── Information shown

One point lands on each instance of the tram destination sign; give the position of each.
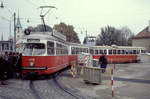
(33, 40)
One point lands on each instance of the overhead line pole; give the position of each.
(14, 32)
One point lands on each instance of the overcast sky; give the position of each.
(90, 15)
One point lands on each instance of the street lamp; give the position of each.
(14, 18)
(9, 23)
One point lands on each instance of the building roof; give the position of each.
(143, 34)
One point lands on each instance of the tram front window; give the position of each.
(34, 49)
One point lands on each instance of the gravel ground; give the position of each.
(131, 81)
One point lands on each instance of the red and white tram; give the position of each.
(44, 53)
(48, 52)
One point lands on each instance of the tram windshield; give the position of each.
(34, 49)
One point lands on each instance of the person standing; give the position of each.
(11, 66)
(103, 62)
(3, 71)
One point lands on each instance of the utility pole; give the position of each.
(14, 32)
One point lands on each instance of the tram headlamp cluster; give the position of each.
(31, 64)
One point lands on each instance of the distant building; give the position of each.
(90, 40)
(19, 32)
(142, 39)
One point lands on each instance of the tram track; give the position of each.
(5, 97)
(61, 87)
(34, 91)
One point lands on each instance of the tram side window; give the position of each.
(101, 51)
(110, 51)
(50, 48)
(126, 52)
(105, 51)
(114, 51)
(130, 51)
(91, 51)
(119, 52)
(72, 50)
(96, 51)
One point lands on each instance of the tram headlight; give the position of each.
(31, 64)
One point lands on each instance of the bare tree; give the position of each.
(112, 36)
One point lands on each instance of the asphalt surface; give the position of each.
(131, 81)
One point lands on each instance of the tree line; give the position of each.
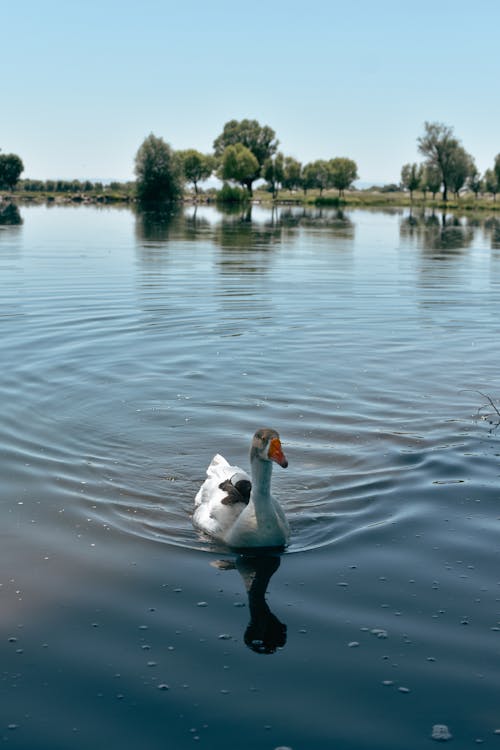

────

:: Work to be completed ::
Only what runs from the line holding "One point lands on each instance of the tram track;" through the end of the entries above is to be given again, exactly, with every picture omitted.

:: Answer box ::
One point lands on each instance of the tram track; give the position of each.
(5, 97)
(61, 87)
(34, 91)
One point lands on each instance of the tram side window; give the position of each.
(101, 51)
(110, 51)
(50, 48)
(126, 52)
(105, 51)
(114, 51)
(130, 51)
(91, 51)
(119, 52)
(72, 50)
(96, 51)
One point lands on each instance of the tram headlight; give the position of each.
(31, 64)
One point lands on each instance of the bare tree; give the position of each.
(112, 36)
One point lands on each instance of the asphalt surface; give the position of each.
(131, 81)
One point lands on each instance of the tree line; give the position of each.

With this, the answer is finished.